▶ [Schriftliche Aufgabe 1] Wie lässt sich laut dem Forenthread über Rahmen in Freehand der Eckradius einstellen?

# Rahmen in Freehand



## einzige (8. Juli 2004)

Hallo,
wie kann man in Freehand einen Rahmen mit abgerundeten Ecken aufziehen, wobei die Rundungen nach innen verlaufen sollen. Möglicherweise ist es ganz einfach, ich komme bloß nicht drauf.
Danke


----------



## Markus Kolletzky (8. Juli 2004)

Hallo,

Bei Doppelklick auf das Rechteckwerkzeug kannst Du den Eckradius einstellen.
Allerdings kann ich mir grad nicht vorstellen, was Du mit  "wobei die Rundungen
nach innen verlaufen sollen" meinst.
Kannst Du evtl. eine Skizze anhängen oder ein Beispielbild?

Gruss Markus


----------



## Thomas Lindner (8. Juli 2004)

Ich vermute mal, er meint es so wie im Anhang!

Geht nur mit "tricksen", aber nicht per Knopfdruck!


----------



## Markus Kolletzky (8. Juli 2004)

Nun ja, mit "Nicht per Knopfdruck" kommt es drauf an, welche Freehand-Version
 er hat. In MX gibts da so einen schönen Knopf, der die Kanten nach innen "rollt".

Und da schimpfe mal noch einer über MX  

Gruss Markus


----------



## Thomas Lindner (8. Juli 2004)

Okay, wusste ich nicht, weil ich habe nur die Version 9.0.....

N.S.: Ich hatte die MX als Demo drauf und konnte mich nicht damit anfreunden ich mochte/mag die komplette alte Oberfläche lieber!


----------



## einzige (8. Juli 2004)

*rahmen*

danke, danke genau so meine ich es!
Aber ich habe vergessen zu sagen, dass ich mit FH 9 arbeite und da geht es nicht so elegant wie bei MX.

▶ [Übungsdaten]
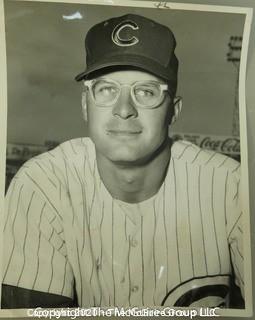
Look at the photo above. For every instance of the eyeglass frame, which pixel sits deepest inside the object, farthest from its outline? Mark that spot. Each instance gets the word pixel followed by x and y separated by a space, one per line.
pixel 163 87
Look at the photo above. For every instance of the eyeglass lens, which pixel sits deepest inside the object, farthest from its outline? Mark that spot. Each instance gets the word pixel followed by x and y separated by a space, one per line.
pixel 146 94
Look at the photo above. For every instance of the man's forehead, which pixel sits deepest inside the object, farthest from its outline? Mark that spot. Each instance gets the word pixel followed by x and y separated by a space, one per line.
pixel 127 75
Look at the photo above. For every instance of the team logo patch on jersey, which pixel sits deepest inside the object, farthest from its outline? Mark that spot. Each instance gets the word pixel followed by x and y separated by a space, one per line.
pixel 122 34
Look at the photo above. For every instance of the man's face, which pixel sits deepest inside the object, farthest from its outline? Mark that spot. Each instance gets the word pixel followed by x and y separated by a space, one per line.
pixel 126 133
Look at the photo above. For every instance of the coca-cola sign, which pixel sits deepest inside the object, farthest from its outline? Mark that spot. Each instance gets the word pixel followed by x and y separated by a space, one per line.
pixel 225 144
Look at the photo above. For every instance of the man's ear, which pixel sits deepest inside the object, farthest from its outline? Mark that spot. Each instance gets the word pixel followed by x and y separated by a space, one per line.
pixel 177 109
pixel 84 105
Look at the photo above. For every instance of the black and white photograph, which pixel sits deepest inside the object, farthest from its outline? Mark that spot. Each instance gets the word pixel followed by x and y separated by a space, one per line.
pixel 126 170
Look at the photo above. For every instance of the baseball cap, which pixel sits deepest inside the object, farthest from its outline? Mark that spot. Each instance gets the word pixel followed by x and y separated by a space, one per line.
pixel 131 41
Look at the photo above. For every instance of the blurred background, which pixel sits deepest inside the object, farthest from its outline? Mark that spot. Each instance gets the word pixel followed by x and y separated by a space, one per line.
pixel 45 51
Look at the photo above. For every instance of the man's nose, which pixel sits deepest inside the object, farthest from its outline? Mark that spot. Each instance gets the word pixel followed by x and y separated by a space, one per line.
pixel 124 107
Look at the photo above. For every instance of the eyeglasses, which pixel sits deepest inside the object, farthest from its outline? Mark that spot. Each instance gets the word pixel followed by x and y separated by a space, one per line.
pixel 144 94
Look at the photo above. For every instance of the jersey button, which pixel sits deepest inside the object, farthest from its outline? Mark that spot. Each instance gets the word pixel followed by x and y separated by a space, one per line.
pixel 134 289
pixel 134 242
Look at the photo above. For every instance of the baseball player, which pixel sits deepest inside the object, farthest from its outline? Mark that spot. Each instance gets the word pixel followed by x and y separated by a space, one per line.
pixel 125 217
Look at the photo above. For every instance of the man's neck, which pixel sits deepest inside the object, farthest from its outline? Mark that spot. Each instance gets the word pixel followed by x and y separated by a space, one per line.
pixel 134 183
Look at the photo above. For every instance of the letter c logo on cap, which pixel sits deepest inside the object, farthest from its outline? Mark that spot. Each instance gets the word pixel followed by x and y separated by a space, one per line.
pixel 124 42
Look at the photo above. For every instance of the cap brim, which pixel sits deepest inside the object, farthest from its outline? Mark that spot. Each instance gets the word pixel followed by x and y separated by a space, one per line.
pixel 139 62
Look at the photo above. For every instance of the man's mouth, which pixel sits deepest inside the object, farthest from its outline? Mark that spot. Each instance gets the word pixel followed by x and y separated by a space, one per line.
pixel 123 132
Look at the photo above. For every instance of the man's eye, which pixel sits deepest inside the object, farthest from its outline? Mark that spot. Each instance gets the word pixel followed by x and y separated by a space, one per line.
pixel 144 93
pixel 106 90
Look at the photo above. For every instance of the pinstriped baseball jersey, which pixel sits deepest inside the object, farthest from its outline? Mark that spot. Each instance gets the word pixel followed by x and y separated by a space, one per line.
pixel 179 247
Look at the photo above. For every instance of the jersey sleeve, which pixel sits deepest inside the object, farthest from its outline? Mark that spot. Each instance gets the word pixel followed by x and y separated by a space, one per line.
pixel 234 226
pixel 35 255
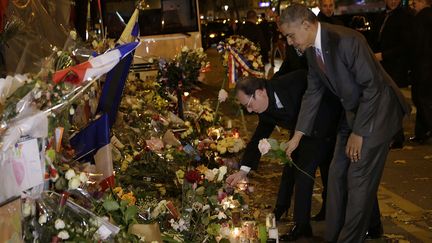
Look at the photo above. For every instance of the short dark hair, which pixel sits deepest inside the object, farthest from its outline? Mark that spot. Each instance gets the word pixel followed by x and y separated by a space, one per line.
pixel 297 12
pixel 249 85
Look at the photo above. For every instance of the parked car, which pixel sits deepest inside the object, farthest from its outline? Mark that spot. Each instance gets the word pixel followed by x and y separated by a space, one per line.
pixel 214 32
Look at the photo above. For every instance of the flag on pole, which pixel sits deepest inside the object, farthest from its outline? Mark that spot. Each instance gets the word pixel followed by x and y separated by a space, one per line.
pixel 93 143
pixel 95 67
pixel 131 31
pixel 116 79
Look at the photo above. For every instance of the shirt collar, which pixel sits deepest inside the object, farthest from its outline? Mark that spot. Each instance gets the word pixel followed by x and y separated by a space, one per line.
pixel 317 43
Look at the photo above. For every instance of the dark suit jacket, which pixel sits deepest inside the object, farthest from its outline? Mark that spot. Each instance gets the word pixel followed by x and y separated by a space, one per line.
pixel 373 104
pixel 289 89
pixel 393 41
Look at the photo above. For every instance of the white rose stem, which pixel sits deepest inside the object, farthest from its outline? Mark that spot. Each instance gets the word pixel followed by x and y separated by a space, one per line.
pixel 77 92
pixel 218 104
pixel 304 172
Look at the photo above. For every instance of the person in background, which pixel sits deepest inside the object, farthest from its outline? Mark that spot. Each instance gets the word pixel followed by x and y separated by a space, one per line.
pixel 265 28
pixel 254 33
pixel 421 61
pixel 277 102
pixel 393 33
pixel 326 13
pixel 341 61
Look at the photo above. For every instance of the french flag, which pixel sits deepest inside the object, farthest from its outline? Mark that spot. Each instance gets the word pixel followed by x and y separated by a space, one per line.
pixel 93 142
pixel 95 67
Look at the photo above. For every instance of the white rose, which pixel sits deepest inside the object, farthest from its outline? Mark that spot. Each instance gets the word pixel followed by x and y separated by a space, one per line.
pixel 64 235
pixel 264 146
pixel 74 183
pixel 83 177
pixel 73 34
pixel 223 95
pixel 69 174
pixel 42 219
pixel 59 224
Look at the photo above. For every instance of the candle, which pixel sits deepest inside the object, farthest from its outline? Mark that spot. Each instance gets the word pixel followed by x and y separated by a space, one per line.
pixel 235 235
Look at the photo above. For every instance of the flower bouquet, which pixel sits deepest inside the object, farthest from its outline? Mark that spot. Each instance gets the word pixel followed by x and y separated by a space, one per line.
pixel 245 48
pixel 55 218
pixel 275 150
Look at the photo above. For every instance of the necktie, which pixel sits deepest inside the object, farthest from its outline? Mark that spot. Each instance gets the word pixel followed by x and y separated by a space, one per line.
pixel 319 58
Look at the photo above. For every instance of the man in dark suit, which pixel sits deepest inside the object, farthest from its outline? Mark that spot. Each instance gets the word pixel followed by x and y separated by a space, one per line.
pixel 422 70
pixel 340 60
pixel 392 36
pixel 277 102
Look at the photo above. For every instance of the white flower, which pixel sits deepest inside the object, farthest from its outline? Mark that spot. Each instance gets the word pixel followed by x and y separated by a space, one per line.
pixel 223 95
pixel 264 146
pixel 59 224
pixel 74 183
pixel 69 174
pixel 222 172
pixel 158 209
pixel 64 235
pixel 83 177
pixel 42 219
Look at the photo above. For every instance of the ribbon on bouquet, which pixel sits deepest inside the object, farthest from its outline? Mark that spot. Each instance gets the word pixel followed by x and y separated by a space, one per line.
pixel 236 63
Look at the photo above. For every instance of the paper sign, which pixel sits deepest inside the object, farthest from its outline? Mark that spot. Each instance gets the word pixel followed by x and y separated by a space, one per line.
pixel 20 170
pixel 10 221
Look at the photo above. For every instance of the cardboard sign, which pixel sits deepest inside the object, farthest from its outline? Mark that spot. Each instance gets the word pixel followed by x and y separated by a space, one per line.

▶ [Schriftliche Aufgabe 2] Ersetze „outline“ durch „boundary“ in den Zeilen der Übungsdaten, beginnend mit der Zeile, die „eyeglass lens, which“ enthält, und endend mit der Zeile, die „pixel 127 75“ enthält. Gib nur diese Zeilen aus.

▶ [Endergebnis 1] Per Doppelklick auf das Rechteckwerkzeug.

▶ [Endergebnis 2]
Look at the photo above. For every instance of the eyeglass lens, which pixel sits deepest inside the object, farthest from its boundary? Mark that spot. Each instance gets the word pixel followed by x and y separated by a space, one per line.
pixel 146 94
Look at the photo above. For every instance of the man's forehead, which pixel sits deepest inside the object, farthest from its boundary? Mark that spot. Each instance gets the word pixel followed by x and y separated by a space, one per line.
pixel 127 75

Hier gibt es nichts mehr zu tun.